» Requisitos
(1) ¿Coinciden con el texto sobre el corazón cerrado las afirmaciones (a), (b) y (c)? Responde sí o no a cada una y cita literalmente las palabras del texto que lo deciden.
(a) Quien vive con el corazón cerrado no puede acoger el Espíritu de Dios.
(b) Con el corazón cerrado, Dios nos parece el Misterio que lo llena todo.
(c) Al abrirse el corazón, comenzamos a captarlo todo a la luz de Dios.
(2) ¿Puedes resumir en dos oraciones el texto sobre el corazón cerrado?

== Texto ==

Según la tradición bíblica, el mayor de los pecados es vivir con un corazón cerrado y endurecido un –digámoslo así- “corazón de piedra” y no de carne: un corazón obstinado y torcido, un corazón poco limpio. Quien vive cerrado, no puede acoger el Espíritu de Dios; no puede dejarse guiar por el Espíritu de Jesús[1].
Cuando nuestro corazón está cerrado, nuestros ojos no ven, nuestros oídos no oyen. Vivimos separados de la vida, desconectados. El mundo y las personas están “ahí fuera” y yo estoy “aquí dentro”. Una frontera invisible nos separa del Espíritu de Dios que lo alienta todo; es imposible sentir la vida como la sentía Jesús. Sólo cuando nuestro corazón se abre, comenzamos a captarlo todo a la luz de Dios.
Cuando nuestro corazón está cerrado, vivimos volcados sobre nosotros mismos, insensibles a la admiración y la acción de gracias. Dios nos parece un problema y no el Misterio que lo llena todo. Sólo cuando nuestro corazón se abre, comenzamos a intuir a ese Dios en quien vivimos, nos movemos y existimos[2]. Sólo entonces comenzamos a invocarlo como Padre, con el mismo Espíritu de Jesús.

===
== Registros ==

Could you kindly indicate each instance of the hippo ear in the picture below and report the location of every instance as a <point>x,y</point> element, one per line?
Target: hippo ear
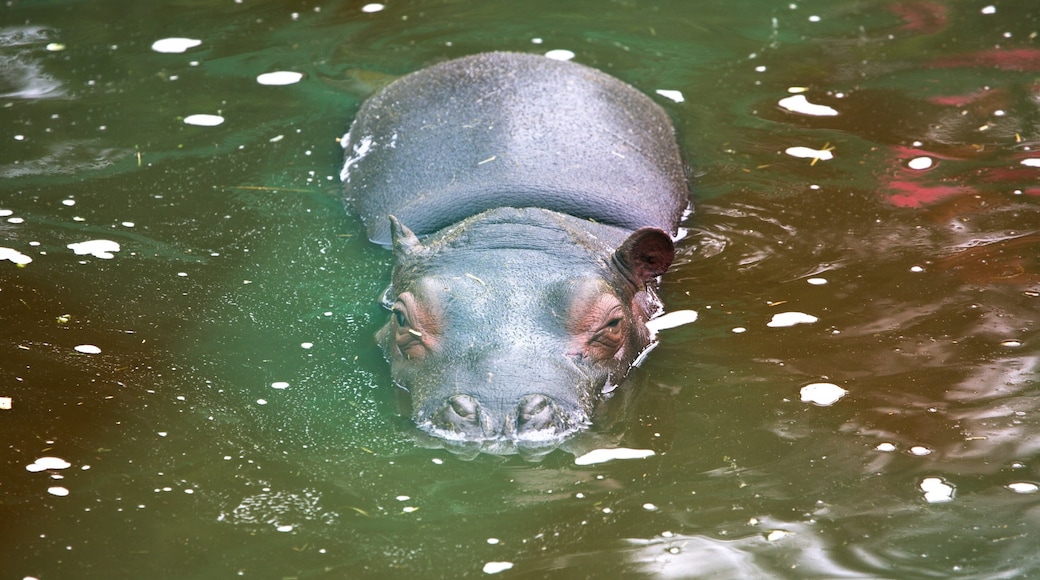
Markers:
<point>646,254</point>
<point>405,242</point>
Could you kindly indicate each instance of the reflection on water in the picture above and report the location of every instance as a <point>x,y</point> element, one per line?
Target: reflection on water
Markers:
<point>234,417</point>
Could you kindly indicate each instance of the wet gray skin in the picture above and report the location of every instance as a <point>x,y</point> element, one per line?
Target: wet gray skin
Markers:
<point>545,193</point>
<point>505,328</point>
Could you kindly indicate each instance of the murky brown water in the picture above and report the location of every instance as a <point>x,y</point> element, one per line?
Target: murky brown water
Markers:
<point>238,420</point>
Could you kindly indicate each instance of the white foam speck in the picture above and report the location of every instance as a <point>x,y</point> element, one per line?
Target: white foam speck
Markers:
<point>936,491</point>
<point>15,256</point>
<point>361,149</point>
<point>789,319</point>
<point>48,463</point>
<point>175,45</point>
<point>671,95</point>
<point>495,568</point>
<point>98,248</point>
<point>280,78</point>
<point>799,104</point>
<point>603,455</point>
<point>204,120</point>
<point>920,163</point>
<point>824,394</point>
<point>808,153</point>
<point>672,319</point>
<point>1023,488</point>
<point>560,54</point>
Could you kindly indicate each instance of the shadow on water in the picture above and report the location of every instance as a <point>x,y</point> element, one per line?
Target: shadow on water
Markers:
<point>238,419</point>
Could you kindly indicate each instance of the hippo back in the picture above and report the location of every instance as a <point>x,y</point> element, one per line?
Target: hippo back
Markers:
<point>512,130</point>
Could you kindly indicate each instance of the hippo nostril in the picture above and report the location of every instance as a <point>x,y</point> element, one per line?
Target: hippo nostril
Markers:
<point>464,405</point>
<point>535,413</point>
<point>460,414</point>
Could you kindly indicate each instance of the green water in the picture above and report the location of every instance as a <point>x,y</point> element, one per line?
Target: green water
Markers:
<point>239,270</point>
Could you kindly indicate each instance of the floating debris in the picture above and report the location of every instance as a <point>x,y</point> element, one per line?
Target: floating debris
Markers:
<point>604,455</point>
<point>800,104</point>
<point>175,45</point>
<point>824,394</point>
<point>672,319</point>
<point>14,256</point>
<point>920,163</point>
<point>495,568</point>
<point>280,78</point>
<point>789,319</point>
<point>807,153</point>
<point>204,120</point>
<point>671,95</point>
<point>98,248</point>
<point>44,464</point>
<point>560,54</point>
<point>936,491</point>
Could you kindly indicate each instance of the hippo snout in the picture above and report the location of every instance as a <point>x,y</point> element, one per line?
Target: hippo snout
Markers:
<point>534,421</point>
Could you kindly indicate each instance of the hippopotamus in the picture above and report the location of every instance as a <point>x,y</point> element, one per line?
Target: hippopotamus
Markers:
<point>530,205</point>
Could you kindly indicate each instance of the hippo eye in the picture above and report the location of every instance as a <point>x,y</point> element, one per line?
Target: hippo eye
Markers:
<point>400,318</point>
<point>611,334</point>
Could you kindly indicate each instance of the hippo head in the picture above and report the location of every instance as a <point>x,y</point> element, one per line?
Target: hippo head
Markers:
<point>507,327</point>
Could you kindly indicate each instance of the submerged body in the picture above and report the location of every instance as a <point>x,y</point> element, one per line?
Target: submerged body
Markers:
<point>546,193</point>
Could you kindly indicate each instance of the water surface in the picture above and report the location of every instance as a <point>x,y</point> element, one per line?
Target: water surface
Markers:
<point>215,404</point>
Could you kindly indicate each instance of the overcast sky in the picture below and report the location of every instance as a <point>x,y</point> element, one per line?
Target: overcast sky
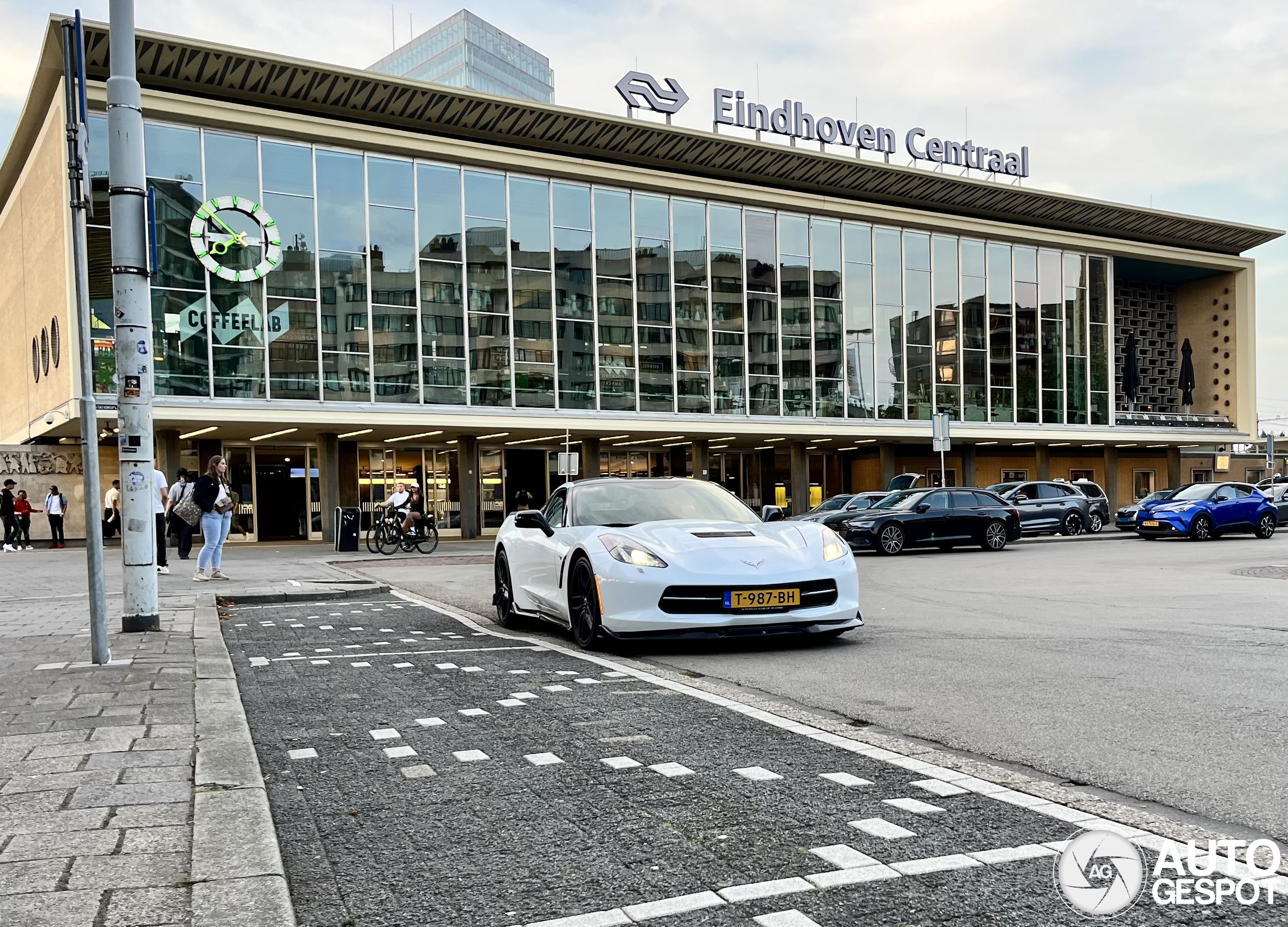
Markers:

===

» Las respuestas
(1)
(a) Sí: "Quien vive cerrado, no puede acoger el Espíritu de Dios".
(b) No: "Dios nos parece un problema y no el Misterio que lo llena todo".
(c) Sí: "Sólo cuando nuestro corazón se abre, comenzamos a captarlo todo a la luz de Dios".

(2) Según la tradición bíblica, el mayor de los pecados es vivir con un corazón cerrado y endurecido, que no puede acoger el Espíritu de Dios ni dejarse guiar por el Espíritu de Jesús. Con el corazón cerrado vivimos separados de la vida y volcados sobre nosotros mismos, y solo cuando se abre comenzamos a captarlo todo a la luz de Dios y a invocarlo como Padre.